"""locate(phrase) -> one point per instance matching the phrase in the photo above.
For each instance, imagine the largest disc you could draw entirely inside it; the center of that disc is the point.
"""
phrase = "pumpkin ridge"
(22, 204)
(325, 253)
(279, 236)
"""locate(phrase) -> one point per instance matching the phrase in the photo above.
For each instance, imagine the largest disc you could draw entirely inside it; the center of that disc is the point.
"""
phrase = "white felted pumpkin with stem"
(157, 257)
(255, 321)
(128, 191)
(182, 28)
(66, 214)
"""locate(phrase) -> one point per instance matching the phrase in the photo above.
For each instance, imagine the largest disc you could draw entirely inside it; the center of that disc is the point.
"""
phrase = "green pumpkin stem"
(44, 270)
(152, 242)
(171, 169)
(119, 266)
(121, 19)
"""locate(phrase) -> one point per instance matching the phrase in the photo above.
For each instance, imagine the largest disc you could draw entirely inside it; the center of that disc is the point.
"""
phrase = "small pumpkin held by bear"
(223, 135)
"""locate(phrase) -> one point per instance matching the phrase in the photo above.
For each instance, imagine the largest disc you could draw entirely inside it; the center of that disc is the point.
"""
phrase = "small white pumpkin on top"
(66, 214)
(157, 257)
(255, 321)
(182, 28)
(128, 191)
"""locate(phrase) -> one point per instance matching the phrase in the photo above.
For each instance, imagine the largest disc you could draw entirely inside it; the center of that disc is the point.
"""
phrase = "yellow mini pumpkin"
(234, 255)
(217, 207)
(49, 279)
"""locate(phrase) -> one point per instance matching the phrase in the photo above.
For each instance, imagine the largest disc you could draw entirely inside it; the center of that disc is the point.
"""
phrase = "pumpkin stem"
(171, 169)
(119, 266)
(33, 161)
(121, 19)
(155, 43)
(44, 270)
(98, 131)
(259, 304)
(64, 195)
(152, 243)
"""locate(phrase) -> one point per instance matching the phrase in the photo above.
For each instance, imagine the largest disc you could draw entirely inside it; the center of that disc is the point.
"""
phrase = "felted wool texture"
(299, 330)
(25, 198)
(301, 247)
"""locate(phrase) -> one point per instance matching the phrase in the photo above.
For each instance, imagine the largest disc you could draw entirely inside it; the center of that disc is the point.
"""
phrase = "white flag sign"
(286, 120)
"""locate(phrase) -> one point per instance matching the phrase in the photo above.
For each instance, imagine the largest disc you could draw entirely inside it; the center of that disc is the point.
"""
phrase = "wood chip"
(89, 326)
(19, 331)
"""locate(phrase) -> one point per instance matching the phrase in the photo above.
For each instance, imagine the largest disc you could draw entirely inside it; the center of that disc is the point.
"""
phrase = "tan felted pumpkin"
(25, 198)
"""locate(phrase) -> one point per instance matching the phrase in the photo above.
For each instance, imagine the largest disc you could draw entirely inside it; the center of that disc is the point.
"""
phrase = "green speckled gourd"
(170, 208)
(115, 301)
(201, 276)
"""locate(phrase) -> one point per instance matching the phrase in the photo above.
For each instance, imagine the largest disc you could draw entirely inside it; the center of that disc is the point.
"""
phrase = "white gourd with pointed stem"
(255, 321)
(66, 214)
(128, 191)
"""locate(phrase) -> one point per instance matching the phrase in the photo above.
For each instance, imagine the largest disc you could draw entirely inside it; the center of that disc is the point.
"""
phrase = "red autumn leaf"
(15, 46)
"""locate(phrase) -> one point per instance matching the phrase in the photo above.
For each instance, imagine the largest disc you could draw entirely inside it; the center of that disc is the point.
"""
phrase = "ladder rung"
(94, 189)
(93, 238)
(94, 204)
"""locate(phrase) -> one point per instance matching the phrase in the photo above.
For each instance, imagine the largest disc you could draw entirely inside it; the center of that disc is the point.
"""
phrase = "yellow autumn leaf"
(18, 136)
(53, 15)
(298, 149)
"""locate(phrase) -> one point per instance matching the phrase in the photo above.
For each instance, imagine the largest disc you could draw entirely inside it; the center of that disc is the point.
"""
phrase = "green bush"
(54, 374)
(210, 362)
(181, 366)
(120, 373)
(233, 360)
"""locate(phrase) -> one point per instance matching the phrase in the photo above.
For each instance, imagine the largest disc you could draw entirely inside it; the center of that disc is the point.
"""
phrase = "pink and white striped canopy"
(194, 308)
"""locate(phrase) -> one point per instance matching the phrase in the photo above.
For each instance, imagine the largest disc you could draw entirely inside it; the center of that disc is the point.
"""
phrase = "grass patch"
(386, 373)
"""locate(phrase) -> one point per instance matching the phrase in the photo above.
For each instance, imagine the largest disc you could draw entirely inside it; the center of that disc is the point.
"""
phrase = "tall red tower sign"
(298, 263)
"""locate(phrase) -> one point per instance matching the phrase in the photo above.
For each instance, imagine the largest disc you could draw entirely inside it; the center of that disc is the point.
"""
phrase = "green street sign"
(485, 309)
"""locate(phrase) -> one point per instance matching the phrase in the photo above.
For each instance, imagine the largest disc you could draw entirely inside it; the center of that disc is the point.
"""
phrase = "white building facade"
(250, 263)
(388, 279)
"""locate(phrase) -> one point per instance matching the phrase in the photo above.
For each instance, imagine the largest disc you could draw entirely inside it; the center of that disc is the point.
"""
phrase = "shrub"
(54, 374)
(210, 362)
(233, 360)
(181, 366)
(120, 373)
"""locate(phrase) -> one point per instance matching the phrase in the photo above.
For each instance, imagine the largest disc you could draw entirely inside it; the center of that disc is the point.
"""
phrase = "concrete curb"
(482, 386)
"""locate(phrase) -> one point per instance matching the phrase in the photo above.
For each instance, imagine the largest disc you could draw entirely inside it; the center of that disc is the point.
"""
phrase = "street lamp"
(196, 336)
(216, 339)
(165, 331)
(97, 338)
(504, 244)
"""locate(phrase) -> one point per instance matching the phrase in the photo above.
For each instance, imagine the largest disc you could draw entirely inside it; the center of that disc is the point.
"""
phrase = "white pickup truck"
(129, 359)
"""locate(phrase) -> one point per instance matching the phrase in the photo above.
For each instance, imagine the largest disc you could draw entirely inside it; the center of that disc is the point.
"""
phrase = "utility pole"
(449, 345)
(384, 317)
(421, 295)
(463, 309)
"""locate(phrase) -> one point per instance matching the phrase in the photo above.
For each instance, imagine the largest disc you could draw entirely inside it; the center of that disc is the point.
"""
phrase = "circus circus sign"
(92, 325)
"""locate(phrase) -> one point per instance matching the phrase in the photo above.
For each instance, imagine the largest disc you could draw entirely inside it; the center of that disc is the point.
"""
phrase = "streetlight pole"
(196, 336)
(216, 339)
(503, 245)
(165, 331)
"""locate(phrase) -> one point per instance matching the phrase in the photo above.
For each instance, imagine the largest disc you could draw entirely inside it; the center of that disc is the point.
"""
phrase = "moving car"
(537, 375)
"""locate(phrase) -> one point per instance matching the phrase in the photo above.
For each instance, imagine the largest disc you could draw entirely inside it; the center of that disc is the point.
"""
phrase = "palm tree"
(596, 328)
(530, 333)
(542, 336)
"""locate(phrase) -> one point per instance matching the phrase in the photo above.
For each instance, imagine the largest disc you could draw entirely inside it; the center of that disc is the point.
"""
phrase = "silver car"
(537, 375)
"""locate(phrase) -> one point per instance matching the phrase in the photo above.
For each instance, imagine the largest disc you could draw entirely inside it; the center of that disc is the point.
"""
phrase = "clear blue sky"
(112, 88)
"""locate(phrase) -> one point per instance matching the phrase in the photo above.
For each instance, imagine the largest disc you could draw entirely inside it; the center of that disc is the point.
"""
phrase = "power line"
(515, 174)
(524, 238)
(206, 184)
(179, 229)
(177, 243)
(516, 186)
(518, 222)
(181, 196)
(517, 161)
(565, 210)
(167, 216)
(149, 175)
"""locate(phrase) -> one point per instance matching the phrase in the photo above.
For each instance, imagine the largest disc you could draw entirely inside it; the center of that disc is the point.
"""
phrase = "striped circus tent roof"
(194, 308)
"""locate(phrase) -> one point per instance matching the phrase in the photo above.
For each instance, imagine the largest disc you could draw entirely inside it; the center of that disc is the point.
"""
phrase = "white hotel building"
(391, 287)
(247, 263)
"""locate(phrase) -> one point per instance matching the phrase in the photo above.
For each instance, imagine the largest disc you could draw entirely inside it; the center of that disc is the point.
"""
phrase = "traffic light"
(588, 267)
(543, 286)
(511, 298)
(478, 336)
#####
Pull out every line of the items above that contains the string "sign".

• _RESPONSE BELOW_
phrase = "white flag sign"
phrase = "tall red tower sign"
phrase = "green street sign"
phrase = "circus circus sign"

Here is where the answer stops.